# Work to complete
a) Answer these questions about the advertising discussion, one line each:
(i) What does the abbreviation MMM stand for?
(ii) Compared with the old one, how much more per real visitor did Facebook's new system seem to charge?
(iii) In the class case study on Google, how many students out of 60 had clicked on an ad?
b) Copy the advertising discussion between "Whilst that quote" and "creepy and unconvincing.", inclusive, replacing "professor" with "instructor".

# Document passage
-- Opening Marker --

Ultimately, ad agencies are incentivized to retain their clients, and if they have performance-based clients, just spending their money with nothing to show will not keep them in business very long. Likewise, people assume most brand advertisers at big companies are stupid. First off, you can't be a "big brand advertiser" without a "big brand" which means "a ton of cash." This also means they have fairly savvy and advanced statistical methodologies and research groups in place to help measure overall lift. Marketing mix modeling (MMM) is their lifeblood. Sure some of them have idiots working there, but at a certain point you have to look at the data at a higher level because you simply can't track everything you do in an accurate manner. Doesn't mean there isn't a way to observe lift and attribute it.


it still befuddles me to see that most ad dollars still haven't switched to cost-per-action (CPA), i.e. only paying for actual conversions

This assumes that ad networks with useful returns offer such an option.

I have no idea what Facebook have been playing at over the last month or so, but I do know that the new system seemed to charge us about 4-5x as much per real visitor to our site as the old one, despite having what appears to be the closest equivalent set up for click-based charging in the two systems. Of course, even that is only Facebook's idea of clicks, which includes non-conversion clicks such as people liking your ad itself or your page, not just the conversions you actually care about.

We pulled all Facebook advertising within a couple of days as a direct result of this and asked them what was going on. They claimed nothing had changed, and I'm told they suggested the dramatic difference was just down to "increased competition". Our theory is that a lot of other small/niche advertisers were also confused by the new model, but many didn't realise what was going on and continued running their own campaigns at the vastly higher cost per click, at least initially.


"Half the money I spend on advertising is wasted; the trouble is I don't know which half."

http://en.wikipedia.org/wiki/John_Wanamaker


Whilst that quote is about targeting and not fraud, it fits rather nicely. It's actually attributed to a number of people.


Advertising in its current form is broken.

I was recently in a class where we performed a case study on Google. The professor asked if anyone had ever clicked on an ad. One kid out of 60 had clicked on ad for cheap protein supplements, but hadn't bought any. Everyone else scoffed, pointed out their use of AdBlock, and cited their gullible parents as the only people they knew who might ever possibly accidentally click on an ad. Furthermore, the strong majority of our class viewed targeted ads on Facebook and Gmail as extremely creepy and unconvincing.

There are two ad models that work in my opinion:

1. Native advertising: Ads disguised as useful content. This works for changing people's perceptions, especially if its done through official or generally impartial channels, such as news outlets. People think they're getting honest information about BP's charitable acts and Coke's health benefits, but they're really being lied to. This doesn't generate any direct sales, but it can really influence consumer sentiment on different brands which can have a massive impact on sales indirectly. This method is extremely sneaky and unethical, and that's probably why it works.

-- Closing Marker --

# Exercise data
-- Opening Marker --

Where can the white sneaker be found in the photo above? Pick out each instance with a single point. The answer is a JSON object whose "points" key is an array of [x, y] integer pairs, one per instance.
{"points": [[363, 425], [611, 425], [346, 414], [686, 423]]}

-- Closing Marker --

# Responses by task
a)
(i) Marketing mix modeling
(ii) About 4-5x as much
(iii) One

b)
Whilst that quote is about targeting and not fraud, it fits rather nicely. It's actually attributed to a number of people.


Advertising in its current form is broken.

I was recently in a class where we performed a case study on Google. The instructor asked if anyone had ever clicked on an ad. One kid out of 60 had clicked on ad for cheap protein supplements, but hadn't bought any. Everyone else scoffed, pointed out their use of AdBlock, and cited their gullible parents as the only people they knew who might ever possibly accidentally click on an ad. Furthermore, the strong majority of our class viewed targeted ads on Facebook and Gmail as extremely creepy and unconvincing.